| Task |
Continue the first-person account of a day spent as a test subject in a dementia research living lab, starting right after its last sentence.

| Text shown |
This week we welcomed former BBC tech correspondent, Rory Cellan-Jones, to the living lab at our UK DRI Care Research & Technology Centre. During the visit, Rory, who is living with Parkinson’s, found out more about how smart technology can improve the lives of people affected by dementia and took part in the ongoing study. He shared his experience in the blog post below.
My day in the living lab
My week started with quite a stressful day. For nearly five hours I was under the microscope, my every move watched by scientists. They made me walk up and down, rise from a chair without using my arms, open and close my hand rapidly. I spent half an hour staring at a computer screen trying to work out which shape fitted where on a grid, one of a number of cognition tests. They even made me make two cups of tea and four slices of toast.
It was tiring but it was all in the cause of science - and potentially faster drug trials. This all took place in Imperial College’s Living Lab, a room fitted out like a small flat on the ninth floor of a tower block in West London. The lab is equipped with video cameras and a series of sensors which provide data on its occupants’ activities.

| Data for review |
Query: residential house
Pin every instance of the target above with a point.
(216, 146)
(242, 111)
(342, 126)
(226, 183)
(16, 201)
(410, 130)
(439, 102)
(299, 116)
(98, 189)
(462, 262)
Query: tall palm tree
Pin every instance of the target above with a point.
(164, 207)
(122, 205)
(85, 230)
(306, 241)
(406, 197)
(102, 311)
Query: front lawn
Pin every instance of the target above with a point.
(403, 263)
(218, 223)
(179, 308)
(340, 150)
...
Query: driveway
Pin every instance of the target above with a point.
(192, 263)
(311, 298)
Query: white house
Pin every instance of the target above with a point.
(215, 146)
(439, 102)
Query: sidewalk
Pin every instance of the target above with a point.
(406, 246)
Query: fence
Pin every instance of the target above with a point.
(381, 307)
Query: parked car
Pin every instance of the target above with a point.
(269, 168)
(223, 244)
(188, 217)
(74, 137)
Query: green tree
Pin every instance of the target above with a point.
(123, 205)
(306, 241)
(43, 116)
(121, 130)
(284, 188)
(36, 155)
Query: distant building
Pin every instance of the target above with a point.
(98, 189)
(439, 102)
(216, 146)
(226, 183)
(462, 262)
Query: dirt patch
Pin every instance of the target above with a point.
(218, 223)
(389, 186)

| Exercise response |
It is part of the UK Dementia Research Institute which is trying to develop technology which would allow people with dementia to be monitored so that they can live at home longer. But there is also a project to find ways of measuring the symptoms of Parkinson’s more accurately which, as I’ve explained here before, is vital if we are to know whether new drugs are working.
I was told to arrive at the lab at 11, the time I take my second daily round of Parkinson’s drugs. Then I was fitted out with half a dozen wearable sensors and a helmet contraption which made me look like the Terminator but which measured my brain waves. By that time the drugs had kicked in and one of the team, a doctor who works with my consultant at Charing Cross Hospital, gave me the standard UPDRS tests which I have at every appointment to assess my Parkinson’s symptoms.